# Objective:
Show each line in the records below that contains the string "shrub", copying the whole line. The match is case-sensitive.
-- begin Supplied data --
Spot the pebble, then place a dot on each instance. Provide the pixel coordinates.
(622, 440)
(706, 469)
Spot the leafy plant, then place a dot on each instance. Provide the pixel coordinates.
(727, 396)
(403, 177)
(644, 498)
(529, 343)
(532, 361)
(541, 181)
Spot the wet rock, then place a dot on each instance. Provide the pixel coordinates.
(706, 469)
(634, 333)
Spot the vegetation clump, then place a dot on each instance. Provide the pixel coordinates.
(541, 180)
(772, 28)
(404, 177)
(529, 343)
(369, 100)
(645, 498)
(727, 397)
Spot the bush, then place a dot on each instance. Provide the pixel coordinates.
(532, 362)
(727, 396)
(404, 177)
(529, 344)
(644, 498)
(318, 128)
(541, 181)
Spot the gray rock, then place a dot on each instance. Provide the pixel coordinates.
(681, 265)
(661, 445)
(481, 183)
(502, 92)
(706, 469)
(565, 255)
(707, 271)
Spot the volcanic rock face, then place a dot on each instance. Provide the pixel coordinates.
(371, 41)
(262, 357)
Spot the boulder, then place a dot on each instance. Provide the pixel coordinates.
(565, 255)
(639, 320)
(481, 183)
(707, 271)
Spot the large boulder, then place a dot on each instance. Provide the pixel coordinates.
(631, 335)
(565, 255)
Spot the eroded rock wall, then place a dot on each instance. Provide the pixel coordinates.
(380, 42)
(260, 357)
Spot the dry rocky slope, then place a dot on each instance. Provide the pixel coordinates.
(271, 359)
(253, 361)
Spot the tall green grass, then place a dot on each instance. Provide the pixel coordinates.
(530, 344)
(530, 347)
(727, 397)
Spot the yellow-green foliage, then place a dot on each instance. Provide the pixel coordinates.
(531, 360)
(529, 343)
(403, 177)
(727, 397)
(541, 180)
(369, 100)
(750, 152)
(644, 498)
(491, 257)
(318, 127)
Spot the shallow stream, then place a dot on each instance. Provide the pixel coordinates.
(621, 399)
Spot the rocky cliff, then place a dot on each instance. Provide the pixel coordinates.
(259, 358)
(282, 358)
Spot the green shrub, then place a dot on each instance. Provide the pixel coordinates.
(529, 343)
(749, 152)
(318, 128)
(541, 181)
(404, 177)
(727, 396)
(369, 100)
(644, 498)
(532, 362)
-- end Supplied data --
-- begin Supplied data --
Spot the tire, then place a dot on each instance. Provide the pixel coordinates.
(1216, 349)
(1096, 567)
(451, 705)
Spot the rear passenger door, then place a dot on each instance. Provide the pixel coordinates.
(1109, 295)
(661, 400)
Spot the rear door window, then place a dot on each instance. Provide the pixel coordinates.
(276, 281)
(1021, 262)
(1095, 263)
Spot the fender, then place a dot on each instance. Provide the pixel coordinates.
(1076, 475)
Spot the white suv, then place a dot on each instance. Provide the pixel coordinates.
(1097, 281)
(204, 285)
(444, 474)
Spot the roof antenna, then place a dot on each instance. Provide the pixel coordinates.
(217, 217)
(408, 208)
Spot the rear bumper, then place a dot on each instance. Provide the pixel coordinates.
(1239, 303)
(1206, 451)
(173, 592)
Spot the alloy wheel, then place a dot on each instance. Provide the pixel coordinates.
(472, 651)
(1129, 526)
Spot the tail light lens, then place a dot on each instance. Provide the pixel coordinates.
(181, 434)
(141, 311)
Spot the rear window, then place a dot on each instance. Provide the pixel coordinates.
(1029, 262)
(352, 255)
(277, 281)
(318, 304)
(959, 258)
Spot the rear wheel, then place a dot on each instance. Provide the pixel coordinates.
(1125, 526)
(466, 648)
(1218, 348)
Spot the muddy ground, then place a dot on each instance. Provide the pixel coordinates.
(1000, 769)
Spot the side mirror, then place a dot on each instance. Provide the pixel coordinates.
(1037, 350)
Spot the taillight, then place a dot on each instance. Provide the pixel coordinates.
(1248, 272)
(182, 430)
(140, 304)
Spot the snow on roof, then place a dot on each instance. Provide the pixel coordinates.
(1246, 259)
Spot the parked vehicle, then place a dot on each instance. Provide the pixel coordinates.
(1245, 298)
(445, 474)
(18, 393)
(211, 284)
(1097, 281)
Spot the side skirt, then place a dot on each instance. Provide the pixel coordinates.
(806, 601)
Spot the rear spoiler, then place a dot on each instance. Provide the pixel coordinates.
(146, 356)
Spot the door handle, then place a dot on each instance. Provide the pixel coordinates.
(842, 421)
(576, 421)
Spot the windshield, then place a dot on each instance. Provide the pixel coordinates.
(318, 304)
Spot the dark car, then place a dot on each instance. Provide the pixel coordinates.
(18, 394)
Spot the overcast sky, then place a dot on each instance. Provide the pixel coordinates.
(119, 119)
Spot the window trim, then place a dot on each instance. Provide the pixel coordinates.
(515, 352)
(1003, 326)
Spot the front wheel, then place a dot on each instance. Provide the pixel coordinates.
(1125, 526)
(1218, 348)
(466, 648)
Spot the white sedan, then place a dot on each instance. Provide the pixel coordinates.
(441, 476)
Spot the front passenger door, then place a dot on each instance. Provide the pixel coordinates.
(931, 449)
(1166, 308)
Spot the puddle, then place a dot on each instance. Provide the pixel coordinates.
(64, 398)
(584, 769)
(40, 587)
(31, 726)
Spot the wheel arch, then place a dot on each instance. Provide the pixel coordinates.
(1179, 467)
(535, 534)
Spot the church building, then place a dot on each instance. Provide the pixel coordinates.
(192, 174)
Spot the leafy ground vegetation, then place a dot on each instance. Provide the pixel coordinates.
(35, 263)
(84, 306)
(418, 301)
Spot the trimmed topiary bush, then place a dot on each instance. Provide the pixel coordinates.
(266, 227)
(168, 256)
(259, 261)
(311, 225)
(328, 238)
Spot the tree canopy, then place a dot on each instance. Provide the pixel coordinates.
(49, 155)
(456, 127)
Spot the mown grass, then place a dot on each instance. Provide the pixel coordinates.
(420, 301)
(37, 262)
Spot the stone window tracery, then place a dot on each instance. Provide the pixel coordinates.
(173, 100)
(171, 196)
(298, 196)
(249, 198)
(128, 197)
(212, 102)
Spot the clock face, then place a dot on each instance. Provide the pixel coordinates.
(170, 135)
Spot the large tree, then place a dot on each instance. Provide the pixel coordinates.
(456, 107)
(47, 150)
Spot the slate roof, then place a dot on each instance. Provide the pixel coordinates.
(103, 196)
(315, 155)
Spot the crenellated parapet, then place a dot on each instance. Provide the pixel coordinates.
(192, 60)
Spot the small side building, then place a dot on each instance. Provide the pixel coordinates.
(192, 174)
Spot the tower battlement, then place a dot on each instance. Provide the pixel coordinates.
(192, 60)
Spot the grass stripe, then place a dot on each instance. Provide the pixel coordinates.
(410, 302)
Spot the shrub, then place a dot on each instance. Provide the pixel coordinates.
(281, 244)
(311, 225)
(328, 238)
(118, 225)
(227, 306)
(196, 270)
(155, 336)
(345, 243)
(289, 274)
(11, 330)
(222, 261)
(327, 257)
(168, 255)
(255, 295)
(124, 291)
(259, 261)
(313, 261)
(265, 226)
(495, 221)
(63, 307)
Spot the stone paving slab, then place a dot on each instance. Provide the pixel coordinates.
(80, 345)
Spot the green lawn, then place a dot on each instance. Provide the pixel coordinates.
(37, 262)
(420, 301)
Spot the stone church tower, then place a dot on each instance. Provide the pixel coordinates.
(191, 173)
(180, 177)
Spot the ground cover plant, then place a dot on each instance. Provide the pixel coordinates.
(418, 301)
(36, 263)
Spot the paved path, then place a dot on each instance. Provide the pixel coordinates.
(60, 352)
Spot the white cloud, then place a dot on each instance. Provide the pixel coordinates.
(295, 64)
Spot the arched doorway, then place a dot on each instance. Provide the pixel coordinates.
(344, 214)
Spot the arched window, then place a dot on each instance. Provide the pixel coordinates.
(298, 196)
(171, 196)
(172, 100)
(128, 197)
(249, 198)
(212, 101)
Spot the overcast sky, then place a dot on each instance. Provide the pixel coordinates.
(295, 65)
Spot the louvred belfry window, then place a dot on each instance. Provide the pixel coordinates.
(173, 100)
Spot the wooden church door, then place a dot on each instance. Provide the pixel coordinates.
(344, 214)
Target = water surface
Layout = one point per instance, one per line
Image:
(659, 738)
-- end Supplied data --
-- begin Supplied data --
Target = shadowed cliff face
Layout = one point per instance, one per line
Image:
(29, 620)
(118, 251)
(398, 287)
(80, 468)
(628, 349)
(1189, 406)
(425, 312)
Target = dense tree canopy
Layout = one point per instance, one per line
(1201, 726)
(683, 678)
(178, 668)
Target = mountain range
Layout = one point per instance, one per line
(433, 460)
-- end Supplied data --
# Task result:
Spot the green shrub, then place a dot on each instance. Provide the pixel coordinates.
Spot the shrub, then place a dot on each instance. Provide the pixel coordinates.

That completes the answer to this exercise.